■ SOURCE DOCUMENT ■
As illustrated in FIGS. 3 and 6, the liquid ejecting head 10 includes the COM lines 54. The COM lines 54 are electrically coupled to the piezoelectric elements 50. The COM lines 54 are each coupled to the corresponding individual electrodes 51.

The COM lines 54 extend in the x-axis direction and are drawn into an opening 27a in the sealing plate 27. The opening 27a is illustrated in FIGS. 1 and 2. Illustration of the COM lines 54 is omitted in FIG. 1. The opening 27a penetrates the sealing plate 27 in the z-axis direction. The COM lines 54 are electrically coupled to the COF 60 at a position corresponding to the opening 27a when viewed in the z-axis direction. The COM lines 54 are made of a conductive material having lower resistance than that of the individual electrodes 51. For example, the COM lines 54 are conductive patterns having a structure of laminating a gold (Au) conductive film on a surface of a conductive film made of nichrome (NiCr).

As illustrated in FIG. 6, each of the COM lines 54 includes an electrode layer 54a, a first adhesion layer 54b, and a first wiring layer 54c. The electrode layer 54a covers an end surface in the x2 direction of the piezoelectric body 53. The end surface in the x2 direction forms a surface intersecting the x-axis direction. The first adhesion layer 54b covers the electrode layer 54a and the individual electrode 51. The first adhesion layer 54b adheres to the electrode layer 54a and the individual electrode 51. The first wiring layer 54c covers the first adhesion layer 54b. The first wiring layer 54c is electrically coupled to the individual electrode 51 via the first adhesion layer 54b.

The COM lines 54 are electrically coupled to the flexible wiring board 61 via a COF mounting portion 64 illustrated in FIG. 2. The COF mounting portion 64 includes a conductive layer that electrically couples the first wiring layer 54c of the COM lines 54 to a wiring portion of the flexible wiring board 61. Each individual electrode 51 is electrically coupled to the driving circuit 62 via the COM line 54, the COF mounting portion 64, and the flexible wiring board 61.

■ GIVEN DATA ■
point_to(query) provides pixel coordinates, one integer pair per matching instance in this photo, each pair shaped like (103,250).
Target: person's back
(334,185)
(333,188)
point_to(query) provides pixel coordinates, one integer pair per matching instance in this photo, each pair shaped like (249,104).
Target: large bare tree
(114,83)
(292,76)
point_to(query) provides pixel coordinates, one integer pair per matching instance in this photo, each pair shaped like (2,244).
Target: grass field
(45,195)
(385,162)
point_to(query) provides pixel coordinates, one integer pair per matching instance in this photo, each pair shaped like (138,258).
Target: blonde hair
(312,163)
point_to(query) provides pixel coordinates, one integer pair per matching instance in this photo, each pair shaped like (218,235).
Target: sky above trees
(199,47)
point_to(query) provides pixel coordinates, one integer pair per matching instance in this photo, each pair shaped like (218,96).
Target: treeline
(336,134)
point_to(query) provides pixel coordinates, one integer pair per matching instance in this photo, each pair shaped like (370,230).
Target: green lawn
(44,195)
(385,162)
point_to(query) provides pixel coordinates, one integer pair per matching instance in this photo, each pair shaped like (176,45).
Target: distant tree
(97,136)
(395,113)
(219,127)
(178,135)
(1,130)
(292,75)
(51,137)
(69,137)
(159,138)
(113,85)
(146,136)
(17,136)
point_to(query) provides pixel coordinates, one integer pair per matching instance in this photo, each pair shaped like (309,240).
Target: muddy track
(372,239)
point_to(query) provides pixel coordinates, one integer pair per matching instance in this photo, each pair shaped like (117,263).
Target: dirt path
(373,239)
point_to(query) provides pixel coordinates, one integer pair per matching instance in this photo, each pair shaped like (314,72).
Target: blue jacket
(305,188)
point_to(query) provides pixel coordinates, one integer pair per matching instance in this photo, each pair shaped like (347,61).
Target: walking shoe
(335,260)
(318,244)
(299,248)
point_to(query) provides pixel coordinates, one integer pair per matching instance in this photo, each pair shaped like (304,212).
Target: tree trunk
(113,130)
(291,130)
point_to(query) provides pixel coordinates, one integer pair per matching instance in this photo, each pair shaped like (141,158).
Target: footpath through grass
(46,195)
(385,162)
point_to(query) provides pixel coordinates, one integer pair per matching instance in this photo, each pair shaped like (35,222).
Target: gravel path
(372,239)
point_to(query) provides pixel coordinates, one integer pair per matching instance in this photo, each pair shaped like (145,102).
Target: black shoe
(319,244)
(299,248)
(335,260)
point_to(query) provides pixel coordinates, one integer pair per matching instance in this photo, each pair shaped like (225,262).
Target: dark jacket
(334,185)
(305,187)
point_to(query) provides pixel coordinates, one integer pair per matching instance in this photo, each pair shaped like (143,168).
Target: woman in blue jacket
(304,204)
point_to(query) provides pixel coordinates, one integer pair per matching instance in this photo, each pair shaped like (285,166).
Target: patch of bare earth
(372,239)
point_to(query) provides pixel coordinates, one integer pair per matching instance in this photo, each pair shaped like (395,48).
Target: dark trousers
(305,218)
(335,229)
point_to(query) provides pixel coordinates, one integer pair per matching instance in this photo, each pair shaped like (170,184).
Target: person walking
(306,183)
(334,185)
...
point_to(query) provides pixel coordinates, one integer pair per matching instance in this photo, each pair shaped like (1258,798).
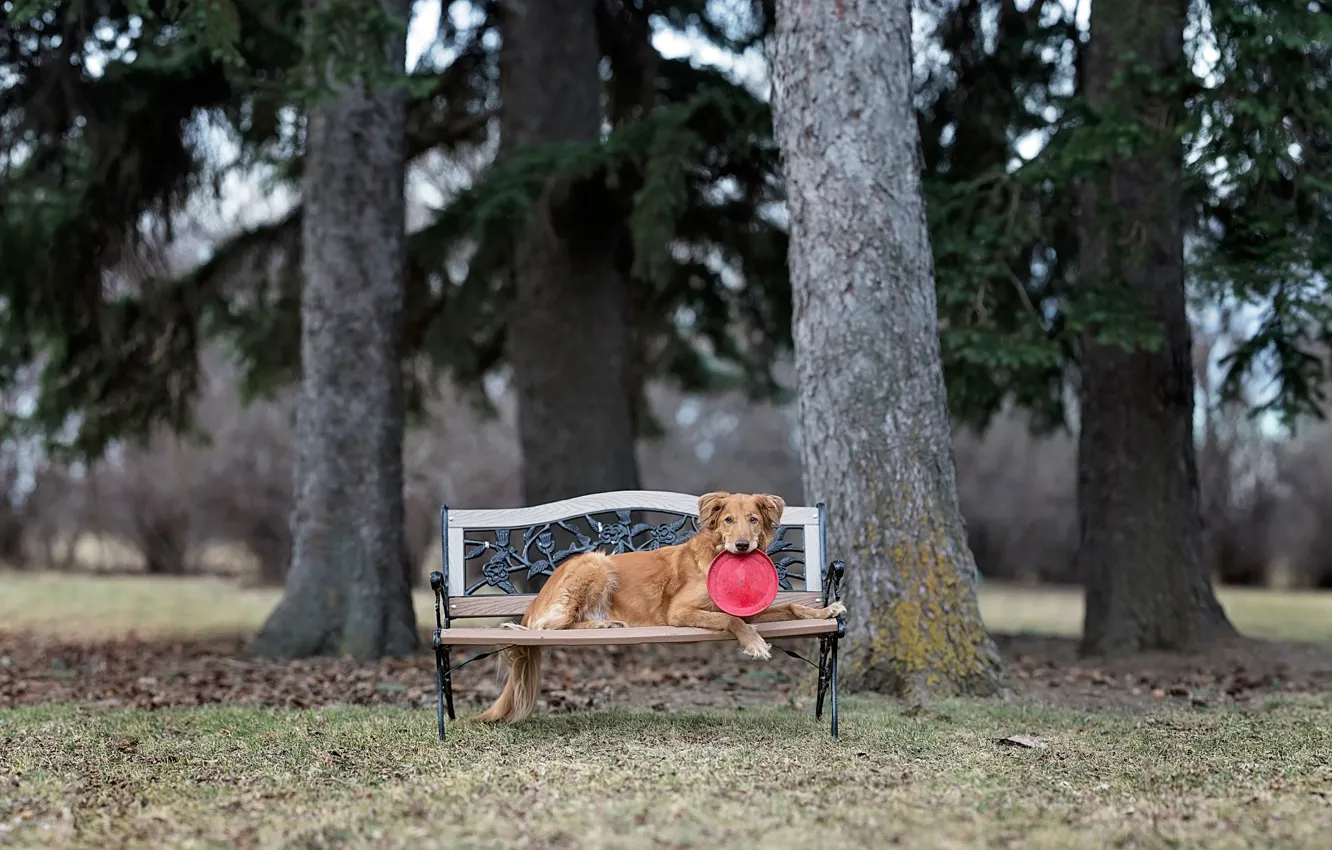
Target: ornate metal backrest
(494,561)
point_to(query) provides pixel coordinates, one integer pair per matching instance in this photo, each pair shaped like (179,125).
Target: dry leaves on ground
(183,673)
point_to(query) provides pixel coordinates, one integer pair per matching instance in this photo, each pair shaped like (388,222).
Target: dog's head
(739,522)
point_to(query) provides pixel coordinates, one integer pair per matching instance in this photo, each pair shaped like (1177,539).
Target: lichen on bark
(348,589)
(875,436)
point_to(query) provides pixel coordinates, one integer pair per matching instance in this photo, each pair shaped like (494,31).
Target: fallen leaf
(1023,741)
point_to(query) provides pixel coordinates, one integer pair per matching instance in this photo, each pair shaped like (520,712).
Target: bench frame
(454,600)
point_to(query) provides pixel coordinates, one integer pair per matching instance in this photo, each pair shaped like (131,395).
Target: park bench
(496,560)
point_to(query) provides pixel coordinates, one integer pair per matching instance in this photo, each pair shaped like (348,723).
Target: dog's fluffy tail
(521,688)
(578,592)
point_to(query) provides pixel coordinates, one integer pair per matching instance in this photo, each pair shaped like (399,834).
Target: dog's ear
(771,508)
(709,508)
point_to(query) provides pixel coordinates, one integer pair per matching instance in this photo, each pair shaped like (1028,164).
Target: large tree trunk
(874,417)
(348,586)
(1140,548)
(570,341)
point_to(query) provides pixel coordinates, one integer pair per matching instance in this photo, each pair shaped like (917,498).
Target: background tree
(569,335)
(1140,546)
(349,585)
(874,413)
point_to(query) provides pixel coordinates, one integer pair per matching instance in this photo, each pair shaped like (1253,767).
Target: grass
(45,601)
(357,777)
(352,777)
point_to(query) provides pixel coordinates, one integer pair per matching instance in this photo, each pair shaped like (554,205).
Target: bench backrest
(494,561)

■ INSTRUCTIONS ■
1. Reproduce the COM line passage verbatim, from start to finish.
2. Locate each line in the records that contains the string "walking", and copy those lines unchanged.

■ SOLUTIONS PER TASK ■
1.
As illustrated in FIGS. 3 and 6, the liquid ejecting head 10 includes the COM lines 54. The COM lines 54 are electrically coupled to the piezoelectric elements 50. The COM lines 54 are each coupled to the corresponding individual electrodes 51.

The COM lines 54 extend in the x-axis direction and are drawn into an opening 27a in the sealing plate 27. The opening 27a is illustrated in FIGS. 1 and 2. Illustration of the COM lines 54 is omitted in FIG. 1. The opening 27a penetrates the sealing plate 27 in the z-axis direction. The COM lines 54 are electrically coupled to the COF 60 at a position corresponding to the opening 27a when viewed in the z-axis direction. The COM lines 54 are made of a conductive material having lower resistance than that of the individual electrodes 51. For example, the COM lines 54 are conductive patterns having a structure of laminating a gold (Au) conductive film on a surface of a conductive film made of nichrome (NiCr).

As illustrated in FIG. 6, each of the COM lines 54 includes an electrode layer 54a, a first adhesion layer 54b, and a first wiring layer 54c. The electrode layer 54a covers an end surface in the x2 direction of the piezoelectric body 53. The end surface in the x2 direction forms a surface intersecting the x-axis direction. The first adhesion layer 54b covers the electrode layer 54a and the individual electrode 51. The first adhesion layer 54b adheres to the electrode layer 54a and the individual electrode 51. The first wiring layer 54c covers the first adhesion layer 54b. The first wiring layer 54c is electrically coupled to the individual electrode 51 via the first adhesion layer 54b.

The COM lines 54 are electrically coupled to the flexible wiring board 61 via a COF mounting portion 64 illustrated in FIG. 2. The COF mounting portion 64 includes a conductive layer that electrically couples the first wiring layer 54c of the COM lines 54 to a wiring portion of the flexible wiring board 61. Each individual electrode 51 is electrically coupled to the driving circuit 62 via the COM line 54, the COF mounting portion 64, and the flexible wiring board 61.

2.
Target: walking shoe
Target: person walking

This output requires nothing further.